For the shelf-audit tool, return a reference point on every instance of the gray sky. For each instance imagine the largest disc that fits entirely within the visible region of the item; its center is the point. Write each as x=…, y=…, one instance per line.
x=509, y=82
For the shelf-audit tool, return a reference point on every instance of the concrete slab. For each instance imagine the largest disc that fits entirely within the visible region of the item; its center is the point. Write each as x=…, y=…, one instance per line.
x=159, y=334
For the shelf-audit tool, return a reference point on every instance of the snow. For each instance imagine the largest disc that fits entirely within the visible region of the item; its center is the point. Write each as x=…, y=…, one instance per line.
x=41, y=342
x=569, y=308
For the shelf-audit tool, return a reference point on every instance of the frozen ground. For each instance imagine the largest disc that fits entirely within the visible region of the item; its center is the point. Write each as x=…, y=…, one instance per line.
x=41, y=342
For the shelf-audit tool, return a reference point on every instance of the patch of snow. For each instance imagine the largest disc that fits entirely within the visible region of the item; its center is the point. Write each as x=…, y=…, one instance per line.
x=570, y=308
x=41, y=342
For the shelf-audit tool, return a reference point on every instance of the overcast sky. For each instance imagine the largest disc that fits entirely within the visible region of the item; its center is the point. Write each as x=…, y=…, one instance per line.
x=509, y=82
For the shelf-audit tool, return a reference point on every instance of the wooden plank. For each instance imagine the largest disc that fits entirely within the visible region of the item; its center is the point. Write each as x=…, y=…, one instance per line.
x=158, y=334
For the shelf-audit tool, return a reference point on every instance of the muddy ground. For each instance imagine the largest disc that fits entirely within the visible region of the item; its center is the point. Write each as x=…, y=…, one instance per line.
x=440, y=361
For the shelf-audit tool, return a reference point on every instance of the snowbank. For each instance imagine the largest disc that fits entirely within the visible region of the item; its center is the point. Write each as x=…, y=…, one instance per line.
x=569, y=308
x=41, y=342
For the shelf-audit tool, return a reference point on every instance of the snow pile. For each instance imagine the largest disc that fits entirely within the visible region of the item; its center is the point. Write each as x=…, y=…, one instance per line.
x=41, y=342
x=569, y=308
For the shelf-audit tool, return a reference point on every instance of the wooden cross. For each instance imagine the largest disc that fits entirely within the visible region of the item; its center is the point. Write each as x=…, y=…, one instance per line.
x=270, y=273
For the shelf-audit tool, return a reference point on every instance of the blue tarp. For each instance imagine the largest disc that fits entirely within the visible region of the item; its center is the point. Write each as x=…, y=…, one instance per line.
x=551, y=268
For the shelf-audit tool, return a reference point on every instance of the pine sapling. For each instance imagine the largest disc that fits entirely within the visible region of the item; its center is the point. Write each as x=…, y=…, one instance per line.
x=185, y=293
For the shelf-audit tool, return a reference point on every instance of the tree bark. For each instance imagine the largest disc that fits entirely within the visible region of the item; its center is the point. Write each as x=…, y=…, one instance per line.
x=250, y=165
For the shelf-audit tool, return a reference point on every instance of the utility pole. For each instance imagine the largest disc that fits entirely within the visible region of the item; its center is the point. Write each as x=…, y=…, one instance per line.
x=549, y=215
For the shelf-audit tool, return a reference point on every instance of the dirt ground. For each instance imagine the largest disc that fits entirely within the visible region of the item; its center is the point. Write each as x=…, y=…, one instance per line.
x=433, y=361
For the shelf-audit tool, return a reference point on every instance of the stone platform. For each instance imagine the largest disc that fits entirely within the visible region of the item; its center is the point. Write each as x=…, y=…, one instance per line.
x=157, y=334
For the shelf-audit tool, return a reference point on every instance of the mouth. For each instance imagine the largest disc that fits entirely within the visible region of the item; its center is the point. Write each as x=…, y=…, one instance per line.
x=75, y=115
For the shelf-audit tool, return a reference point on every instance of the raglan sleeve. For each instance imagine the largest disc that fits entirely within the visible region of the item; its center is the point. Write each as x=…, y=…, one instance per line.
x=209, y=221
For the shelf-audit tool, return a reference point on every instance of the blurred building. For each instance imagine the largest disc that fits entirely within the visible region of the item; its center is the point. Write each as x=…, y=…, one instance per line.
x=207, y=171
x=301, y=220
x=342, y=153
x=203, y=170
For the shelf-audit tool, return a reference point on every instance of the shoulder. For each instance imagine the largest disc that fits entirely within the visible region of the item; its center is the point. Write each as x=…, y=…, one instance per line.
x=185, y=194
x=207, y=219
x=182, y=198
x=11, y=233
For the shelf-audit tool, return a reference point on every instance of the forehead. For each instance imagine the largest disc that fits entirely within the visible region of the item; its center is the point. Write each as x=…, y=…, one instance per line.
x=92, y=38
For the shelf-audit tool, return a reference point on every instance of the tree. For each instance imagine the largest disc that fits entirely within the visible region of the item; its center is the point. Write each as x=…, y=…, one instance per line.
□ □ □ □ □
YOUR OBJECTIVE
Copy word for word the lines of the records, starting at the line that contains "of the concrete" and ending at the line that contains "x=159, y=334", both included.

COMPLETE RESPONSE
For the shelf-audit tool, return a reference point on every instance of the concrete slab. For each instance imagine the largest disc that fits entirely within the visible region of the item; its center is the point. Write each as x=…, y=…, one instance per line.
x=159, y=334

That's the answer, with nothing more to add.